In certain cases, employers are bound to designate someone within their organisation as a data protection officer. It is necessary, therefore, to elect a data protection officer if, for example, the core activity of the controller  is such that it involves:
‘processing operations that require regular and systematic monitoring of the data subjects on a large scale, or where the core activities of the controller or the processor consist of processing on a large scale of special categories of personal data [omissis]. The necessary level of expert knowledge should be determined in particular according to the data processing operations carried out and the protection required for the personal data processed by the controller or the processor. Such data protection officers, whether or not they are an employee of the controller, should be in a position to perform their duties and tasks in an independent manner.’
Hence, an employer who`s main function is processing operations of personal data, such as providing storage facilities on data servers, must employ a designated data protection officer. Nonetheless, in cases of smaller operations it should be sufficient to merely train someone within the firm to deal with issues relating to data protection rather than assigning a data protection officer. In both scenarios the individual so appointed should be qualified and have sound knowledge of data protection legislation. The employer should always assess his operation and take stock of all matters directly or indirectly regulated by the GDPR before considering his options.
Do employers need to notify a breach?
The Regulation provides that an employer must notify the Commissioner of a data breach within a maximum period of seventy two (72) hours from when they become aware of a breach – whether internal or external (such as a cyber-attack, losing a memory stick, phones or laptops with personal data thereon). The notification is not mandatory when the employer is of the opinion that the breach is unlikely to pose a risk to the employees’ personal data.

++++++

◆ Do this ◆
Quote the passage on employers' data protection duties word for word, starting at "Do employers need" and ending at "employees’ personal data.".

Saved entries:
++++++

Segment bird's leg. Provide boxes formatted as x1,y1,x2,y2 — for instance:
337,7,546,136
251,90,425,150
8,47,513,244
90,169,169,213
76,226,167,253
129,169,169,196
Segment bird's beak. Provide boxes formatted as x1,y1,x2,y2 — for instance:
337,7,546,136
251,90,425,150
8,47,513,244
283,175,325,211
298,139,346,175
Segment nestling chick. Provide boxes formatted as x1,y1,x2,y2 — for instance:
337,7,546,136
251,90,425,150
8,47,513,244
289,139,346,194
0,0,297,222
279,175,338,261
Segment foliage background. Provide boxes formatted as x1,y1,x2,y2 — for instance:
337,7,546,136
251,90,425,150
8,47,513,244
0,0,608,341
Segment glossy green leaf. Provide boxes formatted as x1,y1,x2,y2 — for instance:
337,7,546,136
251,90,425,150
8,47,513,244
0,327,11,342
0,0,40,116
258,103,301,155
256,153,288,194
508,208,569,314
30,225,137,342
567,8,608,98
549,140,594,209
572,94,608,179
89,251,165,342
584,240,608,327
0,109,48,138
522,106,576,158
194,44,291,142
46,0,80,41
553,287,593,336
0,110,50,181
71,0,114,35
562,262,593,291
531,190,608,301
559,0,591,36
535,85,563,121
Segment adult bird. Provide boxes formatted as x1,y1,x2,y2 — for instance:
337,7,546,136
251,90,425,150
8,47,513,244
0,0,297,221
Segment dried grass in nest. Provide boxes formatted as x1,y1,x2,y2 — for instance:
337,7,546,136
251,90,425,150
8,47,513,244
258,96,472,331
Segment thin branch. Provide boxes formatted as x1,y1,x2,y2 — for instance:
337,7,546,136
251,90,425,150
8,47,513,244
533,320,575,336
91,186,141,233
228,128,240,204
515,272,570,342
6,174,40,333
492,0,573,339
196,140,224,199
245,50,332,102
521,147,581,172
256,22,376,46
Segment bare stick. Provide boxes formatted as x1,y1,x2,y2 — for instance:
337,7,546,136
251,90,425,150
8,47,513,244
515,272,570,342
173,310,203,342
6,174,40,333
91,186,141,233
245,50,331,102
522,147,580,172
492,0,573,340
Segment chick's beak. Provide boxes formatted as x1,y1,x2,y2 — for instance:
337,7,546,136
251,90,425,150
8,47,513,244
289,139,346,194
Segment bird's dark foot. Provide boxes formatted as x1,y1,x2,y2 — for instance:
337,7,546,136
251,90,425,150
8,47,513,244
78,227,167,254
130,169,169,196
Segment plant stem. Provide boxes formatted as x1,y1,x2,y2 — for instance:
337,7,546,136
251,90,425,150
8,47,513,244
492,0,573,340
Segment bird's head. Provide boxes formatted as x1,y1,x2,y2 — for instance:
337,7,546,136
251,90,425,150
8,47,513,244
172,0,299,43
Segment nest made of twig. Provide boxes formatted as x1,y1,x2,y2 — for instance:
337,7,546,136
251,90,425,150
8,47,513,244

++++++

◆ Complete output ◆
Do employers need to notify a breach?
The Regulation provides that an employer must notify the Commissioner of a data breach within a maximum period of seventy two (72) hours from when they become aware of a breach – whether internal or external (such as a cyber-attack, losing a memory stick, phones or laptops with personal data thereon). The notification is not mandatory when the employer is of the opinion that the breach is unlikely to pose a risk to the employees’ personal data.